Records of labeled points
________________

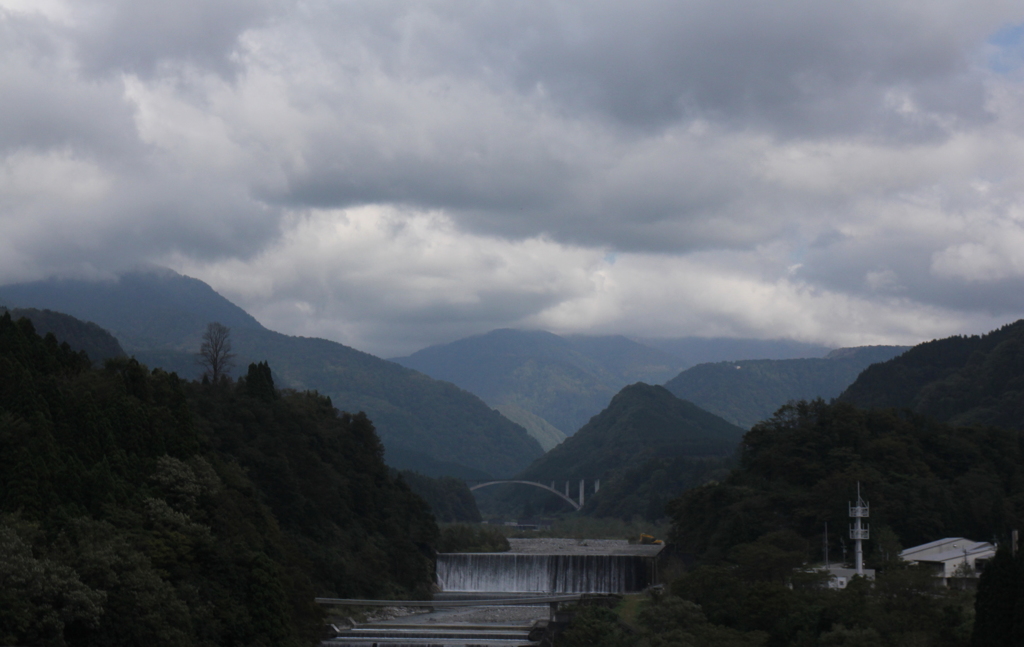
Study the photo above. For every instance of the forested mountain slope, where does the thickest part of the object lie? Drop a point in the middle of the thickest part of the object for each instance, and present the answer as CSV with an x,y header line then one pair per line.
x,y
924,479
646,446
159,316
748,391
542,380
962,380
139,509
96,342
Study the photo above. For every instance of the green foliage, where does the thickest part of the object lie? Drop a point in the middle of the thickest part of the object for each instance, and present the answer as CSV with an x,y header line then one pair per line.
x,y
449,498
594,627
748,391
139,509
647,446
961,380
465,537
81,336
259,382
800,469
999,602
543,380
902,606
160,317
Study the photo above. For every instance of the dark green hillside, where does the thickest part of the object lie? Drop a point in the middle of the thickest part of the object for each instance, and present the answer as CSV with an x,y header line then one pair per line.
x,y
448,497
561,381
152,309
924,479
646,446
160,317
96,342
748,391
961,380
139,509
641,422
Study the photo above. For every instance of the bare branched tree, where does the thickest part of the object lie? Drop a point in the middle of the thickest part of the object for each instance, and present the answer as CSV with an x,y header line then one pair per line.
x,y
215,353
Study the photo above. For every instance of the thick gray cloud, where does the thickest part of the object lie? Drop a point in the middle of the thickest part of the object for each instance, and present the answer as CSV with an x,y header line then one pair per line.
x,y
392,174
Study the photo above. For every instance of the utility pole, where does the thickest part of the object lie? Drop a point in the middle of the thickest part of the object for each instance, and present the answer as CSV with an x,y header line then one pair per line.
x,y
826,546
859,532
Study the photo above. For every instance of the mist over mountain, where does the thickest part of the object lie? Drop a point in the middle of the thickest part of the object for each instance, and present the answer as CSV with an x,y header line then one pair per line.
x,y
159,316
540,379
748,391
694,350
963,380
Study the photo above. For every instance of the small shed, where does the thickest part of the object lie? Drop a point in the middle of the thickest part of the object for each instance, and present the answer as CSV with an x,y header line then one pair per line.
x,y
952,557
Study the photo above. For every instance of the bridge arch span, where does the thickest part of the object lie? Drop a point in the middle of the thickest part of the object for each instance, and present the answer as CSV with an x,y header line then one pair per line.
x,y
574,505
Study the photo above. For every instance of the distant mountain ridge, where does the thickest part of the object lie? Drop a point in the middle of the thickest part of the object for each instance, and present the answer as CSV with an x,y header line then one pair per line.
x,y
562,381
160,316
745,392
696,350
646,446
975,380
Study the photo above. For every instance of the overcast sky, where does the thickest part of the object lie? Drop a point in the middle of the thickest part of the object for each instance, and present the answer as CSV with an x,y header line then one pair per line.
x,y
395,174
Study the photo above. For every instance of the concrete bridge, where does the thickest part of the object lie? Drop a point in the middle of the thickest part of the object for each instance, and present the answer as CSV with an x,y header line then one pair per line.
x,y
576,505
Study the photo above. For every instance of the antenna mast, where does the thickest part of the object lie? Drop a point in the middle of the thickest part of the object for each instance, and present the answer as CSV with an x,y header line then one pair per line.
x,y
859,532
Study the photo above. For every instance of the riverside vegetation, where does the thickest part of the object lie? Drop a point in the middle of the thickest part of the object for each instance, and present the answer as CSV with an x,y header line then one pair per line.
x,y
137,508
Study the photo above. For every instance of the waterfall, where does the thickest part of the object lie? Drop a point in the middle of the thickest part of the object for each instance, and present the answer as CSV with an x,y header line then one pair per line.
x,y
514,572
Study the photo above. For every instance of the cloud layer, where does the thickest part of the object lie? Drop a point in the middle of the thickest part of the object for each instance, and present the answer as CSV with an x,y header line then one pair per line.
x,y
394,174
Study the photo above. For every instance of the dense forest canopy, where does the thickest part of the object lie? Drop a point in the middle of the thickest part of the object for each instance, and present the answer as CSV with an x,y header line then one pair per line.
x,y
961,380
924,479
747,391
160,317
136,508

________________

- [TASK GOAL]: Restate the full listing verbatim and drop every picture.

- [RESULT FOR THIS TASK]:
Study the photo above. For every instance of the forested mountain slope, where does the thickest part of the object lie? Drop a point in the middle of the thickest part of the object for each instance, and present the answer as CSV with an x,y header line then one pair per line.
x,y
924,479
646,446
159,316
748,391
542,380
962,380
139,509
96,342
Study the photo above. For every instance of the green foliage, where does the thickest part of the object lie? Drop a point in the middle of the thickest part of the object for each instance, and present the answer as CSV with an x,y header line then one pair per line.
x,y
449,498
594,627
748,391
139,509
647,446
961,380
465,537
81,336
259,382
800,469
999,602
543,380
902,606
160,317
Study the photo above. For every instance of the dark green hillside, where does the thickest part of the object lie? Drop a point in the middle of the thickest part of the object for each instance, and present the answer as CSV with an x,y header line then one pair per line.
x,y
448,497
561,381
152,309
924,479
646,446
160,317
96,342
748,391
961,380
139,509
641,422
Study the photo above. For every instance of the bare branched tree, where does the thickest part of the object lie? Drop a point in the middle of the thickest part of the object for each instance, and present the answer as CSV with an x,y header line then one pair per line.
x,y
215,353
Study the photo above. For every instance of the thick gray cloud, where does the thickest part of the object lie? Drop a point in the middle of the thickest part of the object for each instance, and present the answer as CSV with an x,y header line then one pair per line.
x,y
392,174
Study the photo above. For every instance of the utility pole, where does the thickest part of the object lie? Drop a point in the middle of the thickest part of the object for each instance, and present the answer as CSV with an x,y header line then one pair per line.
x,y
826,546
859,532
Study the photo above. For every instance of the mist over mountain, where does the thickest part of the object lie? Drop a point in the middle of the thickest part of the object for each instance, and present the answer as CSV with an x,y header line then one pair per line.
x,y
159,316
540,379
748,391
694,350
963,380
Study the photo above. For every instance of the small shed, where does the thickest part of the object lie? Drop a point in the middle of the thickest part of the object for each instance, and present the answer as CSV with an x,y header line then one pair per line.
x,y
952,557
Study the photo above. For every instance of the bridge arch span, where does the thickest part of the object lie? Drop a point in the middle of the thickest part of the object for each instance, and present the answer as CSV with an x,y header line then one pair per line.
x,y
574,505
Study the photo above. For every instance of the distant mountain ridge, where does the thickest part of the object lie? Drop a point in the middle of the thickest part of the object for each instance, and present the answer as CSV with an x,y header line then one pair per line.
x,y
562,381
160,316
745,392
696,350
646,446
975,380
Study the photo above. For every instance of the overcast sky, where does the thickest part of the object lie? Drop a point in the middle of the thickest part of the object for each instance, and present the answer as CSV with an x,y header line then one pair per line.
x,y
395,174
Study the photo above. For every instance of the concrete bridge, where does the thickest part of the object lie? Drop a point in the middle of the thickest part of the object for each instance, and present the answer as CSV with an x,y header line then one pair per line.
x,y
576,505
Study the photo above. For every instance of the antenna mast, where does the thickest part of the object lie? Drop a point in the middle of the thickest part of the object for each instance, and present the answer as CSV with an x,y header line then one pair per line.
x,y
859,532
Study the photo above. For every instance of the riverside vegetation, where does the thickest part of the object lie? Drop a point in the middle of the thickest part of the object for each instance, and present the answer as CSV with an x,y header line then one pair per line.
x,y
137,508
Study the photo above. For every instance of the waterfall, where does the thickest part of the object lie? Drop a point in the middle of the thickest part of the object for each instance, and present the answer as CSV with an x,y header line then one pair per line.
x,y
514,572
Study the photo above. For every instance of the cloud layer, where does the thickest part of the object lie? Drop a point in the middle of the thickest part of the object for each instance, and present the answer as CSV with an x,y header line then one pair per line.
x,y
394,174
Study the photo above. For every instance of the dense forest canopy, where does the thickest part of the object lie? Drop a point in the middle of the thickest part of the object for each instance, and present the answer as CSV with an x,y header line then one pair per line.
x,y
961,380
924,479
747,391
160,317
136,508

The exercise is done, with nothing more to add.